Activity> Would you repeat every line below exactly, please?
Provided material: Begin
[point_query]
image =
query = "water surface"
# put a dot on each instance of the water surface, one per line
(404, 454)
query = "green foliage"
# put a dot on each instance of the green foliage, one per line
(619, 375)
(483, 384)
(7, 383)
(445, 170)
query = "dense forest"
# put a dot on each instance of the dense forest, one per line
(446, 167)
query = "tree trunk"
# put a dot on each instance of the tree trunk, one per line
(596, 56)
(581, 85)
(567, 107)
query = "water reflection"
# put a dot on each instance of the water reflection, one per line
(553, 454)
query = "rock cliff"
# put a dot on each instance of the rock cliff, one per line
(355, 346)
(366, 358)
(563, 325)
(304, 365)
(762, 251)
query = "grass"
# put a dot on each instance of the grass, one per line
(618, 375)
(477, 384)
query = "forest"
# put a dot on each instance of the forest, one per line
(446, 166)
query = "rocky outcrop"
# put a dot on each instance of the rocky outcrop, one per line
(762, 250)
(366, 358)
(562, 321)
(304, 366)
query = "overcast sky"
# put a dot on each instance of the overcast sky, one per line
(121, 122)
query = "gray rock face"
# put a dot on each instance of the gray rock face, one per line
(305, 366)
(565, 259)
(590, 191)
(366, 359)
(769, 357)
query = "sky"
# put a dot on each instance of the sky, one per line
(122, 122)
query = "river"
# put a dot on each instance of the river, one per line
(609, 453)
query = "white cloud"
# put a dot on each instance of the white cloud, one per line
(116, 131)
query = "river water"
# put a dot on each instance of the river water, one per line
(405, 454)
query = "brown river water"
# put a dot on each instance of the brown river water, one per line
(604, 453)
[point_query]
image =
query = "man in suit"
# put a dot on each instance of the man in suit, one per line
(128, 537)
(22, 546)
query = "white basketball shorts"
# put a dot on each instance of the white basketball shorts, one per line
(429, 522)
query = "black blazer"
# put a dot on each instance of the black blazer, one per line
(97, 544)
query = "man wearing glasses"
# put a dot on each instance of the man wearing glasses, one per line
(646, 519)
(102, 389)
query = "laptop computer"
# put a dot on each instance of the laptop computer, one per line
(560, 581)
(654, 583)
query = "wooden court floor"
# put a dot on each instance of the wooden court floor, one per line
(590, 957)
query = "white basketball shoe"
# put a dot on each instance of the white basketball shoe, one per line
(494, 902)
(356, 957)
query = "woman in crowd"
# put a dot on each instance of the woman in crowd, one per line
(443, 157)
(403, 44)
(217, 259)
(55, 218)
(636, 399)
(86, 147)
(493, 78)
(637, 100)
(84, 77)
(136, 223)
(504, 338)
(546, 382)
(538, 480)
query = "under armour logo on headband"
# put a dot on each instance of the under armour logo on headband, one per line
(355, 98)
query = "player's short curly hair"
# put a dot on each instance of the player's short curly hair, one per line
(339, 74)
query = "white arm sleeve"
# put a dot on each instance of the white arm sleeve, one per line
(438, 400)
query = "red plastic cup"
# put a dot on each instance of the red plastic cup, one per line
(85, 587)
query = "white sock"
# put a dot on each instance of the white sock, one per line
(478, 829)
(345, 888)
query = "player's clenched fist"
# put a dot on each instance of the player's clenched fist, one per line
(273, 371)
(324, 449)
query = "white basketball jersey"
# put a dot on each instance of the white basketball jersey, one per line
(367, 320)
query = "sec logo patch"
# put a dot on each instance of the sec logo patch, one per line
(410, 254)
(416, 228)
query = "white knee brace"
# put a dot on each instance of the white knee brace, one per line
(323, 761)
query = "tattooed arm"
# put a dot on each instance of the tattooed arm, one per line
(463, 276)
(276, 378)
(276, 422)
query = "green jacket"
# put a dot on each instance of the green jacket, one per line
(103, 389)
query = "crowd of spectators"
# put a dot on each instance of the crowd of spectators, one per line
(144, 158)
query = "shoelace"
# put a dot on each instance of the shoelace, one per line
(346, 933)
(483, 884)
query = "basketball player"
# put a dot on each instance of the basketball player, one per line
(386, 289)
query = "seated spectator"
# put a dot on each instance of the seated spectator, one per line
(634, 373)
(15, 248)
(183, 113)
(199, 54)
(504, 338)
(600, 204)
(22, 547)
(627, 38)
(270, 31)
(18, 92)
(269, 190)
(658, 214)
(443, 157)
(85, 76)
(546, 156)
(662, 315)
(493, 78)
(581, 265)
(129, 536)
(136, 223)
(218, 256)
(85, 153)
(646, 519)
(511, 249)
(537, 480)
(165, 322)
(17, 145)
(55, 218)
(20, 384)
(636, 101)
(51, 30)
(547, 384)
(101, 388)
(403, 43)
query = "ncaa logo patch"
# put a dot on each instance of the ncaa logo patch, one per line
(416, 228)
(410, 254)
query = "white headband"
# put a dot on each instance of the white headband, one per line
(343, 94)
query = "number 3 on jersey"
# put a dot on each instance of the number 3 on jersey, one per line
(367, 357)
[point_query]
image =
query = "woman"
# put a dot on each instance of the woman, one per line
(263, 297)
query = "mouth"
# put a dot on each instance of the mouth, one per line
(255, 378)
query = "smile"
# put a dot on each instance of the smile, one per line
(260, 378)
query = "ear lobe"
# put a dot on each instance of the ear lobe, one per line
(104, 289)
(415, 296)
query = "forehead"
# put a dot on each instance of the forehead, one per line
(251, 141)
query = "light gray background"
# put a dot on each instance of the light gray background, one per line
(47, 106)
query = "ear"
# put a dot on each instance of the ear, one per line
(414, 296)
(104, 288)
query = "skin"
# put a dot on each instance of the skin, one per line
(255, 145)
Provided material: End
Exercise output>
[point_query]
image =
query = "water surface"
# put a dot on each instance of the water surface, one per line
(404, 454)
query = "green foliage"
# put a dot on each instance of the green foliage, one per line
(619, 375)
(483, 384)
(7, 383)
(445, 170)
query = "dense forest"
# put a dot on each instance of the dense forest, one per line
(446, 167)
query = "tree trunk"
# put a dot on each instance of the tree trunk, one per line
(596, 56)
(581, 85)
(567, 107)
query = "water reflection"
# put a dot on each instance of the water reflection, one per line
(553, 454)
query = "rock cliff"
# put a dot on each instance of the rock cliff, one per line
(355, 346)
(366, 358)
(563, 325)
(304, 365)
(762, 251)
query = "grass"
# put a dot on each instance of the grass, one per line
(618, 375)
(477, 384)
query = "forest"
# put a dot on each instance of the forest, one per line
(446, 166)
query = "rocky outcrop"
# put a dot on each instance of the rocky outcrop, one per line
(762, 250)
(366, 358)
(562, 321)
(304, 366)
query = "overcast sky"
# put a dot on each instance of the overcast sky, one per line
(121, 122)
query = "gray rock face"
# put a dot on each instance of the gray rock face, one per line
(305, 366)
(565, 259)
(590, 191)
(366, 359)
(769, 357)
query = "sky"
# put a dot on each instance of the sky, one per line
(122, 122)
query = "river"
# put a dot on each instance of the river, one per line
(609, 453)
query = "white cloud"
# put a dot on each instance of the white cloud, one per line
(116, 131)
query = "river water"
# put a dot on each instance of the river water, one per line
(405, 454)
query = "brown river water"
# put a dot on each instance of the brown river water, one per line
(604, 453)
[point_query]
image =
query = "man in suit"
# put a dot on each instance of the man in suit, one per line
(128, 537)
(22, 546)
query = "white basketball shorts"
# put a dot on each instance of the white basketball shorts, one per line
(429, 522)
query = "black blazer"
# put a dot on each instance of the black blazer, one per line
(97, 544)
query = "man wearing glasses"
# put a dot on each instance of the man wearing glasses, one per line
(646, 519)
(102, 389)
query = "laptop computer"
# put a dot on each instance of the laptop computer, one per line
(560, 581)
(654, 583)
query = "wooden court floor"
# put a dot on each instance of the wooden court floor, one per line
(590, 957)
query = "white basketball shoe"
# put a dot on each instance of the white basketball shoe, one per line
(494, 902)
(356, 957)
query = "woman in crowd"
# put a dot on each instance of the woman in crowd, one per line
(443, 157)
(403, 44)
(217, 259)
(55, 218)
(636, 399)
(86, 147)
(493, 78)
(637, 100)
(84, 77)
(136, 223)
(504, 338)
(546, 382)
(538, 480)
query = "under armour logo on headband"
# put a dot on each instance of the under armour logo on headband, one per line
(355, 98)
query = "player's short curly hair"
# put a dot on each instance of the player's short curly hair, one per line
(339, 74)
query = "white arm sleeve"
# put a dot on each instance of the white arm sleeve, one per line
(438, 400)
query = "red plastic cup"
# put a dot on each instance of the red plastic cup, one per line
(85, 587)
query = "white sock"
# put a dot on each instance of the white sock, one per line
(478, 829)
(345, 888)
query = "player's clenched fist"
# put a dot on each instance of the player's clenched fist, one per line
(273, 371)
(324, 449)
query = "white basketball jersey"
# put a dot on each instance of the white basketball jersey, one per line
(367, 320)
query = "sec logo patch"
# put a dot on each instance of the sec logo patch, one per line
(410, 254)
(416, 228)
query = "white knee brace"
# put a dot on each instance of the white knee brace, one per line
(323, 761)
query = "tattooed arm"
# put a dot on each instance of the tattooed arm, one per line
(463, 276)
(276, 378)
(276, 422)
query = "green jacket"
# put a dot on each instance of the green jacket, one per line
(103, 389)
query = "crowd of spectators"
# put a dot on each instance of the crowd of spectators, one per line
(144, 158)
query = "shoelace"
# put a dot on each instance of the shoelace, one per line
(346, 933)
(483, 884)
query = "basketball player"
# put a dot on each instance of the basketball player, one per line
(386, 289)
query = "seated spectator"
# put a dot on each instance of the seated spectator, one per line
(634, 373)
(15, 248)
(183, 113)
(199, 54)
(504, 338)
(600, 204)
(22, 547)
(627, 38)
(270, 31)
(18, 92)
(269, 190)
(658, 214)
(443, 157)
(85, 76)
(546, 156)
(662, 315)
(493, 78)
(581, 265)
(129, 536)
(136, 223)
(218, 256)
(85, 153)
(646, 519)
(511, 249)
(537, 480)
(165, 322)
(17, 145)
(55, 218)
(20, 384)
(636, 101)
(51, 30)
(547, 384)
(101, 388)
(403, 43)
query = "ncaa logo patch"
# put a dot on each instance of the ncaa logo patch, one per line
(416, 228)
(410, 254)
query = "white headband"
# put a dot on each instance of the white headband, one per line
(343, 94)
query = "number 3 on jersey"
# put a dot on each instance of the number 3 on jersey, one per line
(367, 357)
[point_query]
image =
query = "woman"
# put a dot on each instance of the woman, one per line
(263, 297)
query = "mouth"
# put a dot on each instance of the mouth, one per line
(255, 378)
query = "smile"
# put a dot on each instance of the smile, one per line
(260, 378)
query = "ear lobe"
# put a dot on each instance of the ear lobe, one per line
(104, 289)
(415, 296)
query = "forehead"
# put a dot on each instance of the forehead, one per line
(251, 141)
query = "light gray background"
# put a dot on each instance of the light gray background, one per line
(47, 106)
query = "ear"
# put a dot on each instance of the ear, one per line
(414, 296)
(104, 288)
query = "skin"
# put a dot on each instance of the skin, one per line
(255, 145)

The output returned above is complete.